_Action item_
The required output is the line that contains "Where can you spot the sky?" through the last line of the data, retyped verbatim and with nothing added.

_Records to process_

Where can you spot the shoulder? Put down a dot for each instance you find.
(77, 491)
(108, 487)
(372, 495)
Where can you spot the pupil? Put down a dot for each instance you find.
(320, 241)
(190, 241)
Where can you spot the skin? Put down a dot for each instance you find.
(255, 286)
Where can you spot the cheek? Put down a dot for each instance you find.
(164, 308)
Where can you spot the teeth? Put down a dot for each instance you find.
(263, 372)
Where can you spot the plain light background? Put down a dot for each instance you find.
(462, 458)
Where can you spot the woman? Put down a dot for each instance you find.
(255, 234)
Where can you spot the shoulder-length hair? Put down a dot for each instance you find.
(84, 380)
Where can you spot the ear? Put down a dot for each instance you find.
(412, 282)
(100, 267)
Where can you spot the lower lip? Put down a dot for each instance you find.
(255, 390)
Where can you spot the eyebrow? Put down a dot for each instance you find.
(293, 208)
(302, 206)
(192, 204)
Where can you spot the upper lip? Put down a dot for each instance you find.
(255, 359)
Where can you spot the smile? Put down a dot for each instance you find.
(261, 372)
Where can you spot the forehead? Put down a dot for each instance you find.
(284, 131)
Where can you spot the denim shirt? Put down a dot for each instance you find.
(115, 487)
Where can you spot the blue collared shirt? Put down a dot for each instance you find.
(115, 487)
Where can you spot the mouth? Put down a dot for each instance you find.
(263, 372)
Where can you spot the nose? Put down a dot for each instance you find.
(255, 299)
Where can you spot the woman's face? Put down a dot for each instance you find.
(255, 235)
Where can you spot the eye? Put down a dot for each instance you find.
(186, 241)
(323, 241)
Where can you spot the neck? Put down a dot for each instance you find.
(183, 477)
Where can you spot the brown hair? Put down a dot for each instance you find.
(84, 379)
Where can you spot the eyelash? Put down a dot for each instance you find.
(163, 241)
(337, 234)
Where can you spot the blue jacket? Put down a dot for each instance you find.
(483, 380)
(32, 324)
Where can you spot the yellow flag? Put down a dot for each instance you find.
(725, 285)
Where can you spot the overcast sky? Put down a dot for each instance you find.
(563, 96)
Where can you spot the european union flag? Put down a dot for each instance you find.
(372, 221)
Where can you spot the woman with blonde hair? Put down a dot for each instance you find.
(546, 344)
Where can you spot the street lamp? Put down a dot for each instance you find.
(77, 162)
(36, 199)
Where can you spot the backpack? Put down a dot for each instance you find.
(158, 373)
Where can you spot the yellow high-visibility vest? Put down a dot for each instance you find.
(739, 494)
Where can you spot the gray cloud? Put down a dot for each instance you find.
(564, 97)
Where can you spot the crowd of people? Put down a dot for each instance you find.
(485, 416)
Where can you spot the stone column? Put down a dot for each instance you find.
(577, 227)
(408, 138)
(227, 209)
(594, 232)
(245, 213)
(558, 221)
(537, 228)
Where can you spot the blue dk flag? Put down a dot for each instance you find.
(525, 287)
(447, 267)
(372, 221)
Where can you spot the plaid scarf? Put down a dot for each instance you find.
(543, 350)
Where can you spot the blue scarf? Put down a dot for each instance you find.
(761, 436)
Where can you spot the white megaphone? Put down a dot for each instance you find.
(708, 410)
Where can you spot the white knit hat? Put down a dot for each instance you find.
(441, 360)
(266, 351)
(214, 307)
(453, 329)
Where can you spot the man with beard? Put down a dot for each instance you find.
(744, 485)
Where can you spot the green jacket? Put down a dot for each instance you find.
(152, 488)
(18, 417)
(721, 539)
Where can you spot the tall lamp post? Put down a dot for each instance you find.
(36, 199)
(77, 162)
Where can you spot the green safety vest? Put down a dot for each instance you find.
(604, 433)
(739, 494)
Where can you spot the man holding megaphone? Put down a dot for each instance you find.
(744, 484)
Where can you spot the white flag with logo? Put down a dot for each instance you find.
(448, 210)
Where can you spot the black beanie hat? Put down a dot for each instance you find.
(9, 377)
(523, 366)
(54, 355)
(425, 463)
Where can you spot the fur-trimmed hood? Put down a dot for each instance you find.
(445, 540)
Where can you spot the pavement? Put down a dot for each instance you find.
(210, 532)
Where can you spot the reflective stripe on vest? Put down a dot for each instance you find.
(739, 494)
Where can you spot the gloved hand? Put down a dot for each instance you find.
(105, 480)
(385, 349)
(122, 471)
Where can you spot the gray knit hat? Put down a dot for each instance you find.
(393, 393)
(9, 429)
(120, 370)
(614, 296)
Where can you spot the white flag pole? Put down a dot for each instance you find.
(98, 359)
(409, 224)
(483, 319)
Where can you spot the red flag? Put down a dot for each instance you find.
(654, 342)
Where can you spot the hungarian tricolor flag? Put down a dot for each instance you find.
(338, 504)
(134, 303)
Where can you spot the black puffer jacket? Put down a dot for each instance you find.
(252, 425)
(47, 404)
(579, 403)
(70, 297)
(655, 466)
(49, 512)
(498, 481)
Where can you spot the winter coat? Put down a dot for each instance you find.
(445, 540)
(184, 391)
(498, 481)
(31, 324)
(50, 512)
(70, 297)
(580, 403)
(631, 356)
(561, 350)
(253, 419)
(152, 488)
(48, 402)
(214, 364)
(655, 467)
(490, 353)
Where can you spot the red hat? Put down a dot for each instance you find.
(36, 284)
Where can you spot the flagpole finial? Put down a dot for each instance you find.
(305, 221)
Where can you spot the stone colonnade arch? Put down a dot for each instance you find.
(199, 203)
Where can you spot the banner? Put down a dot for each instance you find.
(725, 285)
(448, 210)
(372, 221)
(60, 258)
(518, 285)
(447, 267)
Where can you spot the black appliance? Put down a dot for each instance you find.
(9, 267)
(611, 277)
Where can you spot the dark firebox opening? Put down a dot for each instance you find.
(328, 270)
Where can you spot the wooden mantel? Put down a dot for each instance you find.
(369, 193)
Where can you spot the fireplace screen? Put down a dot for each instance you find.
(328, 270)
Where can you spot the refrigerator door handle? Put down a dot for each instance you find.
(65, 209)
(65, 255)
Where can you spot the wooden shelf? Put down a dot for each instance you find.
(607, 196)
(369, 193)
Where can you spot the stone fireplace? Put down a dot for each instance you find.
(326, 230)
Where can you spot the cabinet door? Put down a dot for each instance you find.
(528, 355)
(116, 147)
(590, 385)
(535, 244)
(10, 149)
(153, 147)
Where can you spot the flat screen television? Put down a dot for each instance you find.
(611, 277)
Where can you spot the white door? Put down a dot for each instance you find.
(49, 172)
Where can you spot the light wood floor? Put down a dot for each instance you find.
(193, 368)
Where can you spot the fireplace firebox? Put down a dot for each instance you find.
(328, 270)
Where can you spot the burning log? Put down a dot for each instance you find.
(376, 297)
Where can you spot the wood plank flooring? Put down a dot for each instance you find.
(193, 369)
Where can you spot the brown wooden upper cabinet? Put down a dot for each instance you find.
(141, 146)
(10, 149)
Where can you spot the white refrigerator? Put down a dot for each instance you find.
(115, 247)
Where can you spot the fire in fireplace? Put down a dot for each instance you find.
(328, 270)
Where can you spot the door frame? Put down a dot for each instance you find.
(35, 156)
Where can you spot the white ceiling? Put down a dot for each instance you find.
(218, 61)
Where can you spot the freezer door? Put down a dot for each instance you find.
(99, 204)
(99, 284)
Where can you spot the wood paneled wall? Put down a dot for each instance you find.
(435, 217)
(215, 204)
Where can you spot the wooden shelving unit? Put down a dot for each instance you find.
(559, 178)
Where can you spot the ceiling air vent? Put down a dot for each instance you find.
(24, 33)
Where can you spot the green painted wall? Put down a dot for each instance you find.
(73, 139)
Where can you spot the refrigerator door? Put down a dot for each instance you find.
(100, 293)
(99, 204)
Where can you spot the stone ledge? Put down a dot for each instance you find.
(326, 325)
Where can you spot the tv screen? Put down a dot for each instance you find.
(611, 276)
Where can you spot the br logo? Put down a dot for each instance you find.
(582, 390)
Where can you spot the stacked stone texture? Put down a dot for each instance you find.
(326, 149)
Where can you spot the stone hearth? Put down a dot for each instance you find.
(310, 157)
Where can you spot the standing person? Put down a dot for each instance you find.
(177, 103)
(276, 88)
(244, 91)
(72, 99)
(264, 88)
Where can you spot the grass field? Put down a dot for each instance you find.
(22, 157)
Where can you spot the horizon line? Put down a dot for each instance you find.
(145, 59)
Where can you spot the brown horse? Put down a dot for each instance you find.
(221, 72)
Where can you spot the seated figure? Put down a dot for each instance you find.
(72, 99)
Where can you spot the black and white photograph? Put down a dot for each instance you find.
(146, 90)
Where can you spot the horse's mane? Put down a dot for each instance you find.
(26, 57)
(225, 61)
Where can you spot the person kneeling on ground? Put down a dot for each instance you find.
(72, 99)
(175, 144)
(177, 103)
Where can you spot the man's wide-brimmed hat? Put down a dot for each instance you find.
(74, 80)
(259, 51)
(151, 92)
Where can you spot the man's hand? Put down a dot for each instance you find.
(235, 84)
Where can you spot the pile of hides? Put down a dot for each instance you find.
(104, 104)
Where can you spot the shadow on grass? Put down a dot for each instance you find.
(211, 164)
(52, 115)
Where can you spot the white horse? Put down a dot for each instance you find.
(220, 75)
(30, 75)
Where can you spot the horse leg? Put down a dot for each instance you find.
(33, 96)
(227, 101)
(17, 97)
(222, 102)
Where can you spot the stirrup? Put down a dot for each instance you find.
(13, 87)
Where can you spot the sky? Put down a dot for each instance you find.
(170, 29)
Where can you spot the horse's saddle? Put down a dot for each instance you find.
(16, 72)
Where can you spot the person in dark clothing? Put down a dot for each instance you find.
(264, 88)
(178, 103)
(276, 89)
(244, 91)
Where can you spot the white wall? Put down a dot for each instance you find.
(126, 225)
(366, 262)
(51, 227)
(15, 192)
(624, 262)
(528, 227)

_Output_
Where can you spot the sky? Put down a dot for each instance you find.
(170, 29)
Where can you spot the horse's saddle? Put down a dot for each instance you find.
(16, 72)
Where can you spot the person in dark clothing? Put down a dot for each instance you find.
(264, 88)
(178, 103)
(276, 89)
(244, 91)
Where can you spot the white wall? Put down a dot for each instance you find.
(126, 225)
(366, 262)
(51, 227)
(15, 192)
(624, 262)
(528, 227)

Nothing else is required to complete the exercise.